▸ ANGEGEBENES ZIEL:
Nenne bitte nur die Anzahl der Zeilen in den folgenden Daten, die die Zeichenfolge „bare“ enthalten. Groß- und Kleinschreibung ist dabei zu beachten.

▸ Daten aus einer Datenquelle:
+--

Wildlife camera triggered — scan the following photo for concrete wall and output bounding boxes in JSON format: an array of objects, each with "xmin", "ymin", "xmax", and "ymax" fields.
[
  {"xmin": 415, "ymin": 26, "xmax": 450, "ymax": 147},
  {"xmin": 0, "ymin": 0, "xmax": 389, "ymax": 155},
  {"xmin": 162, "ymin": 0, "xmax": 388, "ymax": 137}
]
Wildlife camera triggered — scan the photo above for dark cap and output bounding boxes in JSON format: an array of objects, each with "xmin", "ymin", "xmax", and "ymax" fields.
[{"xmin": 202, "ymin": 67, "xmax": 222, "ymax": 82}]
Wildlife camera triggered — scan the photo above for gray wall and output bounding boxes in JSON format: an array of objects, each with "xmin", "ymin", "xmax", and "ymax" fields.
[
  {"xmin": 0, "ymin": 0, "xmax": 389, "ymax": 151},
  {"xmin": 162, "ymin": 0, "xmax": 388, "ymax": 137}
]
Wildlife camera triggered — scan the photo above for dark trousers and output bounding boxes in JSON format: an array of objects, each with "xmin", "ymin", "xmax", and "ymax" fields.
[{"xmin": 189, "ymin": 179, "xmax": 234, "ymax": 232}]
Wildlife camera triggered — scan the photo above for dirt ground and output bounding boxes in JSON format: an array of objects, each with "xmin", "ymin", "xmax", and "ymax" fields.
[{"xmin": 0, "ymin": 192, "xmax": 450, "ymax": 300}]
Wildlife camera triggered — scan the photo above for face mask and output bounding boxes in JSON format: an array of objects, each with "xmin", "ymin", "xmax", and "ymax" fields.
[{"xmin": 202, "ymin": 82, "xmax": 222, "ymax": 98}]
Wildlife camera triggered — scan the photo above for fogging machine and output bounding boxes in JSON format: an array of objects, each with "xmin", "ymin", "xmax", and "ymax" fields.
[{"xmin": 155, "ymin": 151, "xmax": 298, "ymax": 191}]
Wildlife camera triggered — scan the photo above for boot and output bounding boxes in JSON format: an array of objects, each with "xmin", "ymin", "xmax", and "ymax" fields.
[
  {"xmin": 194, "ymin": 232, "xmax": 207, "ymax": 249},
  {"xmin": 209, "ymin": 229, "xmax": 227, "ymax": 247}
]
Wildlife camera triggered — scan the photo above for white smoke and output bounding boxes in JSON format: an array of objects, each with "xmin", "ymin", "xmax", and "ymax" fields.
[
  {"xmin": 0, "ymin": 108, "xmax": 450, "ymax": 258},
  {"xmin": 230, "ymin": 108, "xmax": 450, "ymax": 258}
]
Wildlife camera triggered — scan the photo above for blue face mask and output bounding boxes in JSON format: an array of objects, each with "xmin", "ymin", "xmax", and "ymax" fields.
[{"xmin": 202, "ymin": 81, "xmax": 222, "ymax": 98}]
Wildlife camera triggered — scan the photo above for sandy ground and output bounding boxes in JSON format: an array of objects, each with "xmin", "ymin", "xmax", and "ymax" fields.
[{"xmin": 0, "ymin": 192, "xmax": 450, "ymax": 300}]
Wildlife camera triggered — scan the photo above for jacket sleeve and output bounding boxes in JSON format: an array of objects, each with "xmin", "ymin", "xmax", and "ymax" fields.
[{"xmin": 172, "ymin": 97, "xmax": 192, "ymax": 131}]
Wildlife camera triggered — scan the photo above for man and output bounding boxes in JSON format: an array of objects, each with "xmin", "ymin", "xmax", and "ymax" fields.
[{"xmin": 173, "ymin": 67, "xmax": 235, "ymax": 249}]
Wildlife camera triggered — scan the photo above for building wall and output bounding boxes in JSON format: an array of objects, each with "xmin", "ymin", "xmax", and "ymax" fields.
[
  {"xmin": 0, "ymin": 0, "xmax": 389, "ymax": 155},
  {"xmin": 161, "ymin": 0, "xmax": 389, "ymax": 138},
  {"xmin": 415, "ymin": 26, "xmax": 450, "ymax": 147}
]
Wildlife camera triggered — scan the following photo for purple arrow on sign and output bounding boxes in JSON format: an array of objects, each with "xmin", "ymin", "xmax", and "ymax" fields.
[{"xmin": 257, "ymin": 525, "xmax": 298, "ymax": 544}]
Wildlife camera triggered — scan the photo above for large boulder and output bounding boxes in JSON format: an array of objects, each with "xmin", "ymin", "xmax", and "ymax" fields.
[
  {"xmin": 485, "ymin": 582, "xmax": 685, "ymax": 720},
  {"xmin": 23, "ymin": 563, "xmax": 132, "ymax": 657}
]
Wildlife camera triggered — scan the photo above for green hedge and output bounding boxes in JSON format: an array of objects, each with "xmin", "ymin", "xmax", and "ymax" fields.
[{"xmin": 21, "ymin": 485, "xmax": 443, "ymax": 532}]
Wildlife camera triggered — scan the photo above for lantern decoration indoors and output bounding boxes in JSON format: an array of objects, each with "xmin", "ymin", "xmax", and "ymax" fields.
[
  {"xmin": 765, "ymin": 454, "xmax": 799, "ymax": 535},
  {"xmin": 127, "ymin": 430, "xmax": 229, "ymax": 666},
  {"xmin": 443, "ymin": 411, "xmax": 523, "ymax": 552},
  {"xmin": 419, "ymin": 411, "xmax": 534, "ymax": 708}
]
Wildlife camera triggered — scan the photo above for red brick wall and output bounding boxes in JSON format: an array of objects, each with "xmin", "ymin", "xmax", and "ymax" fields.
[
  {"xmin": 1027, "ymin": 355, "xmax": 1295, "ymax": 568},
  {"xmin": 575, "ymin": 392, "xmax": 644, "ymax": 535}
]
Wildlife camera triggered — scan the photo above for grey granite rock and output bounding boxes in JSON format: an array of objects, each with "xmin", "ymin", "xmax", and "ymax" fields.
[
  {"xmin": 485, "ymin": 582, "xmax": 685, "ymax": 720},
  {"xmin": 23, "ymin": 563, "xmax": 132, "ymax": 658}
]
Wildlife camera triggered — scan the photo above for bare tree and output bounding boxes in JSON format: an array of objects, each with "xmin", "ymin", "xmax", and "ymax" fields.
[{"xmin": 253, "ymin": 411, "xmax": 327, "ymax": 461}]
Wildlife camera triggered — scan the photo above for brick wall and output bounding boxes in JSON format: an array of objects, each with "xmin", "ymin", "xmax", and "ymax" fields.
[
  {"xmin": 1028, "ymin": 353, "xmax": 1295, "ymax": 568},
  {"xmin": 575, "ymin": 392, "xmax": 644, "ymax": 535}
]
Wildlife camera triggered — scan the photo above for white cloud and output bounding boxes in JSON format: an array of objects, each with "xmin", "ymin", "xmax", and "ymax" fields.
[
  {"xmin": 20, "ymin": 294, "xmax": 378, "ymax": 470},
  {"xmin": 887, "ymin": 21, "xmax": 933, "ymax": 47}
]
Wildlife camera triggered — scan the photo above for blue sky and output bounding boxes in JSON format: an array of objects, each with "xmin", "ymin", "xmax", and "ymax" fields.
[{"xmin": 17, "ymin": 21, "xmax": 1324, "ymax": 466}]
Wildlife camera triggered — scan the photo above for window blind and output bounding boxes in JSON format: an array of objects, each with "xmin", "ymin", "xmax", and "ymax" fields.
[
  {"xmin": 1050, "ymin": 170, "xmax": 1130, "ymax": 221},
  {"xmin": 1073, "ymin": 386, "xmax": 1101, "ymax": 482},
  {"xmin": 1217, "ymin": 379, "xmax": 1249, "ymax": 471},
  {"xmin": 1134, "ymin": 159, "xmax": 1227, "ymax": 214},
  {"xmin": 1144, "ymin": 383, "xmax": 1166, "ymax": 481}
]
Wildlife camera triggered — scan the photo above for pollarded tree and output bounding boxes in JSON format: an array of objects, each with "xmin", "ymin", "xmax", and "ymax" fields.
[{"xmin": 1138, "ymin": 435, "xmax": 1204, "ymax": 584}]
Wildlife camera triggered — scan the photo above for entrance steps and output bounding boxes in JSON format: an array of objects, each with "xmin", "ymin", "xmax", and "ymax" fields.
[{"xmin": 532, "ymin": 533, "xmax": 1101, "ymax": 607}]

+--

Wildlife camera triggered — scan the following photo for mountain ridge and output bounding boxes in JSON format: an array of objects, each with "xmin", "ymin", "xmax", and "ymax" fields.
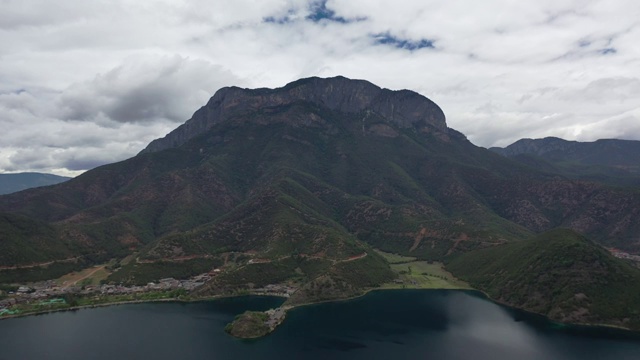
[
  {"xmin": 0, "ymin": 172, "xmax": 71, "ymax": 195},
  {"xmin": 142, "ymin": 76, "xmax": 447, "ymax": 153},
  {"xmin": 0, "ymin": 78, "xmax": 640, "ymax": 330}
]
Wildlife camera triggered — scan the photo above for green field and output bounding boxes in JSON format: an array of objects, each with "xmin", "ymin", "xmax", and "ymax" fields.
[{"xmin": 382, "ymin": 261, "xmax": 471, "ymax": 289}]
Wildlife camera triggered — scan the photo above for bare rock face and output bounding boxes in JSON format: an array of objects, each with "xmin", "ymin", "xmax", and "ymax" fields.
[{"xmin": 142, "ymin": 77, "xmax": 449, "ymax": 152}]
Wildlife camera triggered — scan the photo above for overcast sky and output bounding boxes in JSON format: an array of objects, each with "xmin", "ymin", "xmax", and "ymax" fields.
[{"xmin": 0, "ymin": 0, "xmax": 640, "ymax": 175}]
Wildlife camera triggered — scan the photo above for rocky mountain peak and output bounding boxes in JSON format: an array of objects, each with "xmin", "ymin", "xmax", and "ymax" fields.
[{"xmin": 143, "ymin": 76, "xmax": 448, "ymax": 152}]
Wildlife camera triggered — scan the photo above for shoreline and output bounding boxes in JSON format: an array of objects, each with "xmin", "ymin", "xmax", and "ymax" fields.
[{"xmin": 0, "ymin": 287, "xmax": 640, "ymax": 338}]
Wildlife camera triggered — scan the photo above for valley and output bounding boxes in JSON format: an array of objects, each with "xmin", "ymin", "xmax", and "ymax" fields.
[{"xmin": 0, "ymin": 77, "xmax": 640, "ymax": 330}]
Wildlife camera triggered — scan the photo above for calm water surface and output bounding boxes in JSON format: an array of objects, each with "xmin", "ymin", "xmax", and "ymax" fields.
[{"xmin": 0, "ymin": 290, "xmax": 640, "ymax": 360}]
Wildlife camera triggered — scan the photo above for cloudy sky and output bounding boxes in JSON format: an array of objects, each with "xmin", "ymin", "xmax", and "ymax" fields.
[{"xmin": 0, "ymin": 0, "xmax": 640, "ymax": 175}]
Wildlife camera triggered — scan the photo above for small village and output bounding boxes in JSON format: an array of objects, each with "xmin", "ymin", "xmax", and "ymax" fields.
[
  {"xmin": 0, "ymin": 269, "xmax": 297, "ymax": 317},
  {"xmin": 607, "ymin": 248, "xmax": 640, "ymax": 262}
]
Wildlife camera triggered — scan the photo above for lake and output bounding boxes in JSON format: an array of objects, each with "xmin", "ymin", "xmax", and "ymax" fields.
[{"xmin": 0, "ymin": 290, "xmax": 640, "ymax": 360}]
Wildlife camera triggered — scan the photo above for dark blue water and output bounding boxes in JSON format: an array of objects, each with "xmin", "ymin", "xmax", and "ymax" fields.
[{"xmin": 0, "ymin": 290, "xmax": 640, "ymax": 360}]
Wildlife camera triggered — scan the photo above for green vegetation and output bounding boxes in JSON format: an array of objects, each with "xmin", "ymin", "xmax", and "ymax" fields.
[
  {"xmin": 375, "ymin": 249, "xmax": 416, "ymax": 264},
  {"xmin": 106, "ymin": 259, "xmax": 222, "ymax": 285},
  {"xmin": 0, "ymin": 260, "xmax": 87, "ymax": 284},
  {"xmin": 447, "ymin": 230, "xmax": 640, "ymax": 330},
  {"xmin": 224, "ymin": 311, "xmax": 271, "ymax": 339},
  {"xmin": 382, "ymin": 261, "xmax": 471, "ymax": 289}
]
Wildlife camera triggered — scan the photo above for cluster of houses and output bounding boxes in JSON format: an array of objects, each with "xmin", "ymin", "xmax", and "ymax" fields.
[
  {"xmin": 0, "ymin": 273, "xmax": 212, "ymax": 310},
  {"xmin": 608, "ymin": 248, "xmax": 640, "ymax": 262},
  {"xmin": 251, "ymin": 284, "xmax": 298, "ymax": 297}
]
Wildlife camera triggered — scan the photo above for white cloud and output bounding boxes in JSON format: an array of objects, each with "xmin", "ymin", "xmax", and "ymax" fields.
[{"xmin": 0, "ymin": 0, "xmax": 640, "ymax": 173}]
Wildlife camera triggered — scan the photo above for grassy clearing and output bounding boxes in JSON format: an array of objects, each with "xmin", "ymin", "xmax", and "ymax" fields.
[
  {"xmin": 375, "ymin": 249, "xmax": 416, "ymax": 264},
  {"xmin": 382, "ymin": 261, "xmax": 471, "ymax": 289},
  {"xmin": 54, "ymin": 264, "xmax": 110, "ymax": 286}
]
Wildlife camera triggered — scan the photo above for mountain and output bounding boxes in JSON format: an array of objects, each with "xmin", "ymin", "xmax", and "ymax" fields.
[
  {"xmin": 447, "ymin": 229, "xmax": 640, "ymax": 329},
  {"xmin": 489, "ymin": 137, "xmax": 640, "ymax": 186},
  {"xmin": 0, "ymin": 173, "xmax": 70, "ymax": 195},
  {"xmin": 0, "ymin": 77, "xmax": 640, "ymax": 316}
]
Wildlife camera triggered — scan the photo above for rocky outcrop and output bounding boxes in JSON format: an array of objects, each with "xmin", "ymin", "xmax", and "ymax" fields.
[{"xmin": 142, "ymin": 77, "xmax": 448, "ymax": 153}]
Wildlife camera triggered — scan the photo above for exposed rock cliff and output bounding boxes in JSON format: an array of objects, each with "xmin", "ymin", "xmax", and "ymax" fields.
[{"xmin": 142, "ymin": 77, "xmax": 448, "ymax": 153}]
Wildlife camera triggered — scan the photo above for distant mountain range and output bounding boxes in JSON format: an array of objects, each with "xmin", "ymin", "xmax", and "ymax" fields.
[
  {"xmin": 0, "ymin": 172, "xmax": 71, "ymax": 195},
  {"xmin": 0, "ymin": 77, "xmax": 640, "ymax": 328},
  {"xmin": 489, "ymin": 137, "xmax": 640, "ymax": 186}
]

+--

▸ ERWARTETE ANTWORT:
2